While Grisham accurately sums up how Trump seemed to feel about watching Brown and Whaley speak to reporters — the president tweeted that day to accuse them of “totally misrepresenting what took place inside of the hospital” — her characterization of what they said bears no resemblance to reality.

To start with, they did not take questions at Miami Valley Hospital, where the gunshot victims were being treated, but in Dayton City Hall after they left the hospital. But more importantly, the full video of their remarks shows that they never called Trump’s visit a publicity stunt or accused him of failing to heal the community.

While both Democrats said that they had pressed Trump for real action to ban assault weapons — like the an AR-15-style rifle the Dayton gunman had used to shoot 26 people in 32 seconds, killing nine — neither of them said anything critical about his visit.

To the contrary, Brown, who had previously been critical of Trump’s divisive rhetoric, said that the president “was received well by the patients, as you’d expect. They’re hurting. He was comforting. He did the right things. Melania did the right things. And it’s his job, in part, to comfort people. I’m glad he did it in those hospital rooms.”

A reporter asked Whaley if she thought “this helped the healing, having the president come here?” The mayor replied, “I think the victims and the first responders were grateful that the president of the United States came today.”

With Trump somehow taking offense at what was said at the news conference, or just the fact that he was not part of it, Grisham relates that the president “totally unleashed on me,” launching into a foul-mouthed rant and demanding that she immediately leave the forward cabin on the plane and make sure the reporters traveling with them on Air Force One knew how well received he had been at the hospital. “Go back there, go right now and tell them how much everyone in that hospital loved me,” Trump instructed Grisham. “Go, do it. Do it now.”

Grisham writes that she couldn’t bring herself to do that, fearing that reporters would laugh at her if she had gone back to them “on a day when we all should have been focussed on shooting victims and their families to say, ‘Hey guys, just want you to know the hospital staff really loved President Trump.’”

□ □ □

* TASK 1:
In the passage on Trump's visit to Dayton, where did Brown and Whaley take questions from reporters?
* TASK 2:
Please copy out the stretch of the Dayton passage from "To start with, they" through "about his visit.".

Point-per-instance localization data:
□ □ □

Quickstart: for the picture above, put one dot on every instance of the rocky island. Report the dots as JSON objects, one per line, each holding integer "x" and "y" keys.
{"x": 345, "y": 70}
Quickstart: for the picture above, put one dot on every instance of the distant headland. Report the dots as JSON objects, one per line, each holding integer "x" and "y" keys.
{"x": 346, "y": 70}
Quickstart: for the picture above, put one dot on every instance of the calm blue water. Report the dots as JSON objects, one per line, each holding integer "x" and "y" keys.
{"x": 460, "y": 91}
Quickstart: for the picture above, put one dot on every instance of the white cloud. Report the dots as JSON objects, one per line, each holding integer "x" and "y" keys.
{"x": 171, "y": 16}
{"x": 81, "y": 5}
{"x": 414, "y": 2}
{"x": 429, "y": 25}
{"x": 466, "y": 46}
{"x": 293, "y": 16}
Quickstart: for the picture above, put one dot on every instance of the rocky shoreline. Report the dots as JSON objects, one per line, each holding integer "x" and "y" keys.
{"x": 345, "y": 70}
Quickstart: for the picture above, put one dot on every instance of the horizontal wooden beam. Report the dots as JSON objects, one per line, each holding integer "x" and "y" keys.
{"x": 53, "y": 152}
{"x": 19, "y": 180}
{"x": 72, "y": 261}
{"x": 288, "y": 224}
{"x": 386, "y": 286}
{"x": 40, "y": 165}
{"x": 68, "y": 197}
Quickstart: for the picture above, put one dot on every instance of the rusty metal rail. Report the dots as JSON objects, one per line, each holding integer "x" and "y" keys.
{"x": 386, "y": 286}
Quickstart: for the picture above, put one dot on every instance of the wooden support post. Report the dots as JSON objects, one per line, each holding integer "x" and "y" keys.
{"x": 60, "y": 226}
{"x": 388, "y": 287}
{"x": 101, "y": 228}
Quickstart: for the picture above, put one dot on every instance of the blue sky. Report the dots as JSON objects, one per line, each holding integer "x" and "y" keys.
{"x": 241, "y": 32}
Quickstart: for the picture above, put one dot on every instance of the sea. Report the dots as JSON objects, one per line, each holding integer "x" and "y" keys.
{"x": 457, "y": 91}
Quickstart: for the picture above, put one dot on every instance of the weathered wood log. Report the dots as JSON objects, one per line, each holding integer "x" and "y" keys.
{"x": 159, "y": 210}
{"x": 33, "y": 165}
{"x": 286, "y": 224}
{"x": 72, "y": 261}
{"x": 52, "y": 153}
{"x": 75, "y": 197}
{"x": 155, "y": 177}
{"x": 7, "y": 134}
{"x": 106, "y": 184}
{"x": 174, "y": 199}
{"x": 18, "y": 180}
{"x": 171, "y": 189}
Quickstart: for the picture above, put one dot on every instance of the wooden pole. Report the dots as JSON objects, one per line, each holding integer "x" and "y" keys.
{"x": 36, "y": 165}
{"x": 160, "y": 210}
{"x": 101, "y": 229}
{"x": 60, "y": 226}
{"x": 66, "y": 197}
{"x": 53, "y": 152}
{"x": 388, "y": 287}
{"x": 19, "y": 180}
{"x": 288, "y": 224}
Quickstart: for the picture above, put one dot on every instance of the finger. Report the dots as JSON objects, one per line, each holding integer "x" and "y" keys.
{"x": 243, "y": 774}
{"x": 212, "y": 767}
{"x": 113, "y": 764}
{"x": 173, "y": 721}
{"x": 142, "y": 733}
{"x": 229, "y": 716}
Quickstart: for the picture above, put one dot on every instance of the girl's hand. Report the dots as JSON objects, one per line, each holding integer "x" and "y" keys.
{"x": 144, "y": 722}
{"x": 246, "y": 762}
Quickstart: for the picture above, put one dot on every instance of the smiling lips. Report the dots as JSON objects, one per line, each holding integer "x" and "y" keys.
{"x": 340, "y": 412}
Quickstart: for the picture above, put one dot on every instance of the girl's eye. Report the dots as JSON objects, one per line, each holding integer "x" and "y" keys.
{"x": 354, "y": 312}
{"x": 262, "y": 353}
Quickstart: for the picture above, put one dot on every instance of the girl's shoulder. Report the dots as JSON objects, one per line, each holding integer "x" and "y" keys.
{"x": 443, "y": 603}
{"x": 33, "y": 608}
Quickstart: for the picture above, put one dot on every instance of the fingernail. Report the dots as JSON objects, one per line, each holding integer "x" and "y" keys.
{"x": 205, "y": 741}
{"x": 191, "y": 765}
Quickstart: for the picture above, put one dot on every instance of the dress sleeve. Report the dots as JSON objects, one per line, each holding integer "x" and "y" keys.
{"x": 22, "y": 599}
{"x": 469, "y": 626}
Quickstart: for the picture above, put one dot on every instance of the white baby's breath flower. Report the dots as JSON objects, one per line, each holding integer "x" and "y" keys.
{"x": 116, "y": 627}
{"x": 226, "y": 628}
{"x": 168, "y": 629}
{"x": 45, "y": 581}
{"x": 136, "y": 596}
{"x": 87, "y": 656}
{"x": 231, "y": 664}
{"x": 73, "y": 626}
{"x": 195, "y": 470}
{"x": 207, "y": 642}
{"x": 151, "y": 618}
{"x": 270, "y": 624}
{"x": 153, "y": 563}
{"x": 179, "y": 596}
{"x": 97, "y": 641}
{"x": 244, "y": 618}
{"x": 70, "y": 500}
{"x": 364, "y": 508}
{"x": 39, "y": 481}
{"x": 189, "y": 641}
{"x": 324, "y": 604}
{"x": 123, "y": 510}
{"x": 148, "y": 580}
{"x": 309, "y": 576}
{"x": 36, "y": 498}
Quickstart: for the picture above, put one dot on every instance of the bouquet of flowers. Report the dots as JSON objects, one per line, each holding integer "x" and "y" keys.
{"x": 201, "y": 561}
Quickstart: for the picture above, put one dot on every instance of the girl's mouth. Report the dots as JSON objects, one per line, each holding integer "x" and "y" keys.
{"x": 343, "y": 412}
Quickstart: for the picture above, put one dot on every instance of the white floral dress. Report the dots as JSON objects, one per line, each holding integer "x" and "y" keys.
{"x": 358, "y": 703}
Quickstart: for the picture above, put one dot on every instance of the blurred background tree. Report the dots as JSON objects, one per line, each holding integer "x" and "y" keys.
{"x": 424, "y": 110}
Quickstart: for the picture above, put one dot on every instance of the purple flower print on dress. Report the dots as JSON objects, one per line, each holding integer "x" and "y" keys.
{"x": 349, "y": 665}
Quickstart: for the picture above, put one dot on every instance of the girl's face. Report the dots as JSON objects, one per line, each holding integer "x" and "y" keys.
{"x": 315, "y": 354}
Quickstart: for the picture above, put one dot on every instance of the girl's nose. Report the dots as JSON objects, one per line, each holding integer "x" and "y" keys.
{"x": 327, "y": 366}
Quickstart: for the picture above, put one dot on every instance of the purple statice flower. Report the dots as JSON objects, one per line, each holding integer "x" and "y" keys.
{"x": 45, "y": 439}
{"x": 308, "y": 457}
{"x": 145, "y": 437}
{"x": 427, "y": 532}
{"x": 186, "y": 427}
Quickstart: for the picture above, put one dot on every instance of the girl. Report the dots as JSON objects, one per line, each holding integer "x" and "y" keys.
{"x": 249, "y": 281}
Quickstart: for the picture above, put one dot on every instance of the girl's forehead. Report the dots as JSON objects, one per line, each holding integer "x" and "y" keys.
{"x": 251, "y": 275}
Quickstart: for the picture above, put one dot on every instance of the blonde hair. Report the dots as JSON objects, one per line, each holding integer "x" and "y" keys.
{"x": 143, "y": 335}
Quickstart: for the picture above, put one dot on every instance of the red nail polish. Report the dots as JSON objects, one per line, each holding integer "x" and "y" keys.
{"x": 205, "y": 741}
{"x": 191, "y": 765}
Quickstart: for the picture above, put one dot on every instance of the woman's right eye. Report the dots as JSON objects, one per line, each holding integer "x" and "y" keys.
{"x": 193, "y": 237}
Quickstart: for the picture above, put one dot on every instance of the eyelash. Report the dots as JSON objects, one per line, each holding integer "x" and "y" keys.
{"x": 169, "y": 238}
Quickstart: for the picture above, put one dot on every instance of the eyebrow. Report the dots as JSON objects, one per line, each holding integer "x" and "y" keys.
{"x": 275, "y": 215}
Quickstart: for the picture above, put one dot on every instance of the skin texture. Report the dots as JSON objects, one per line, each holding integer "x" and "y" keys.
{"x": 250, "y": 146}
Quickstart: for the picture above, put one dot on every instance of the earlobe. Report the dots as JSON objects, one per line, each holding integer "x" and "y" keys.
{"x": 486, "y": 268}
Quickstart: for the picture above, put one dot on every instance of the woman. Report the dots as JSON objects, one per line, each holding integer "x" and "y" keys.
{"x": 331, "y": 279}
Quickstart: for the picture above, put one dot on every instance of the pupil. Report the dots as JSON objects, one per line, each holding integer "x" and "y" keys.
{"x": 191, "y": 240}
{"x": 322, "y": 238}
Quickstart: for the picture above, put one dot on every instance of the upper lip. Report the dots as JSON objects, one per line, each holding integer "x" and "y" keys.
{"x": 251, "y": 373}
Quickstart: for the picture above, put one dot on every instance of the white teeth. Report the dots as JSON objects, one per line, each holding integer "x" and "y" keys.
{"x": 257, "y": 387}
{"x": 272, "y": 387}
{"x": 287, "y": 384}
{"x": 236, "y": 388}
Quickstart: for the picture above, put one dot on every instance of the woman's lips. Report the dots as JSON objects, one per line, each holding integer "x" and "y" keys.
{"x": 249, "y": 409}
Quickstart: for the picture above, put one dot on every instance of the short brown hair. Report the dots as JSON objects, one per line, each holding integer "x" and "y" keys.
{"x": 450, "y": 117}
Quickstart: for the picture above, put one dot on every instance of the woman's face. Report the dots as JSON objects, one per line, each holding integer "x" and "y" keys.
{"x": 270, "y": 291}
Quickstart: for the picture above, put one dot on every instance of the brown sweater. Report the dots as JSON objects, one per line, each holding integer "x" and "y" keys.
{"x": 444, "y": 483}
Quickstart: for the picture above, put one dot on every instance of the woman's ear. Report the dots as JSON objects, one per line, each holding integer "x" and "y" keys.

□ □ □

* WRITTEN RESPONSE 1:
In Dayton City Hall, after they left Miami Valley Hospital.

* WRITTEN RESPONSE 2:
To start with, they did not take questions at Miami Valley Hospital, where the gunshot victims were being treated, but in Dayton City Hall after they left the hospital. But more importantly, the full video of their remarks shows that they never called Trump’s visit a publicity stunt or accused him of failing to heal the community.

While both Democrats said that they had pressed Trump for real action to ban assault weapons — like the an AR-15-style rifle the Dayton gunman had used to shoot 26 people in 32 seconds, killing nine — neither of them said anything critical about his visit.